## BEGIN

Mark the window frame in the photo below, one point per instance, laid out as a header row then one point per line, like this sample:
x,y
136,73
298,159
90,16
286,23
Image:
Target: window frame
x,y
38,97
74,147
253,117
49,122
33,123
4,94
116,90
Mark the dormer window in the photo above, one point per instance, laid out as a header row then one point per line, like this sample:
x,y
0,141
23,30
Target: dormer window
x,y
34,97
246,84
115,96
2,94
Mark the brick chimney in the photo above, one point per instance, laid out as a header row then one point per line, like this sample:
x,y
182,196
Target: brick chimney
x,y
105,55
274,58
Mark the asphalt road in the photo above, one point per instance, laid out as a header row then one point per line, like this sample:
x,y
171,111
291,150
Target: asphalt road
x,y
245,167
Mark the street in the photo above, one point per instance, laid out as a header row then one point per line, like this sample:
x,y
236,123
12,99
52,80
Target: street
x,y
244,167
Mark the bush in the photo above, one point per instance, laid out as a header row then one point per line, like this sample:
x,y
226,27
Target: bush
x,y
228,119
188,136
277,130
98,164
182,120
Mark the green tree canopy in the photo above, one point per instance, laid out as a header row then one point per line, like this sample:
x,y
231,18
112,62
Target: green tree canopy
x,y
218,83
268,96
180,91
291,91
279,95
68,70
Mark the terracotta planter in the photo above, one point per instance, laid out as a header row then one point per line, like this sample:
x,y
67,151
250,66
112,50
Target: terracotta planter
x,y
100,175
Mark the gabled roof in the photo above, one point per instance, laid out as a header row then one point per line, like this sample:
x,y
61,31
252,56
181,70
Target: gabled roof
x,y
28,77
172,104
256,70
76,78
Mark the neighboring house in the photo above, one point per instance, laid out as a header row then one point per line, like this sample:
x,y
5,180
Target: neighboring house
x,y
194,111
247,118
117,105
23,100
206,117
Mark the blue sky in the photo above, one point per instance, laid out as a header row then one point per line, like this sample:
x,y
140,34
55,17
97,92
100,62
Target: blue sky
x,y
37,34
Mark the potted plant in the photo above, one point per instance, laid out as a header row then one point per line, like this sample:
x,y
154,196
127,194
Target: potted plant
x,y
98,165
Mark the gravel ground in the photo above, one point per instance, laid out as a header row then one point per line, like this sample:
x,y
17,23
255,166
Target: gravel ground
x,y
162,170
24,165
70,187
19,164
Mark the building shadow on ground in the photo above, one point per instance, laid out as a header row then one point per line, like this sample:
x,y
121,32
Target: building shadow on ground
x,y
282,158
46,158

## END

◆ DO THIS ◆
Extract every entry above as it appears.

◆ TASK RESULT ◆
Mark the window frame in the photo below, one point per instance, laid out as a header row then one point per line, like this sample:
x,y
136,73
298,159
90,16
286,23
Image:
Target: window frame
x,y
38,97
74,147
253,117
49,122
33,123
4,94
116,90
Mark the dormer window in the photo above, one point per instance, laid out as a header row then one point per line, like this sample:
x,y
0,141
23,30
Target: dormer window
x,y
34,97
246,84
115,96
2,94
Mark the brick chimney in the photo above, one point per instance, laid out as a header row then one point per line, like this sample:
x,y
182,196
Target: brick chimney
x,y
105,55
274,58
Mark the asphalt road in the photo above, one point per instance, laid out as a header row then one point per line, like this sample:
x,y
171,111
291,150
Target: asphalt road
x,y
245,167
Mark the street in the photo above, one point per instance, laid out as a header row then one point per line, like this sample:
x,y
236,123
12,99
52,80
Target: street
x,y
244,167
Mark the bush in the photo above, one point per instance, laid out as a header row then one point per line, like this sample:
x,y
226,27
Target: bush
x,y
228,119
188,136
277,130
98,164
182,120
Mark the green tree canopy in the photo above, one point per instance, laid out as a header row then one point per line, like this sample:
x,y
231,18
112,62
Target: green tree canopy
x,y
218,83
268,96
180,91
291,91
279,95
68,70
Mark the terracotta planter in the photo above, one point per instance, laid out as a header row then one point per line, like this sample:
x,y
67,151
250,66
112,50
Target: terracotta planter
x,y
100,175
Mark the gabled roof in the photo above, one point per instance, laid out as a header row then one point per line, like this sample:
x,y
61,31
252,56
181,70
Target: gabled roof
x,y
28,77
172,104
256,70
76,78
Mark the neighboring house in the photo above, one point per instance, laid out as a header row then one point per line, like this sample:
x,y
5,180
Target: neighboring house
x,y
194,111
247,118
117,105
23,100
206,117
Mark the blue sky in the photo above, one point per instance, laid out as a header row then one point per line, like this sample:
x,y
140,34
55,17
97,92
100,62
Target: blue sky
x,y
37,34
Mark the potted plant in the photo above, one point per instance, laid out as a header row then one point per line, like this sample:
x,y
154,196
127,194
Target: potted plant
x,y
98,165
Mark the gravel ground in the photo above, one point per instance, laid out as a header row then one point per line, like this sample:
x,y
17,23
255,166
Target: gravel ground
x,y
162,170
24,165
70,187
19,164
Mark the building shadow on ground in the photo above, one point per instance, laid out as a header row then one point per line, like this sample:
x,y
121,32
Target: building shadow on ground
x,y
282,158
46,158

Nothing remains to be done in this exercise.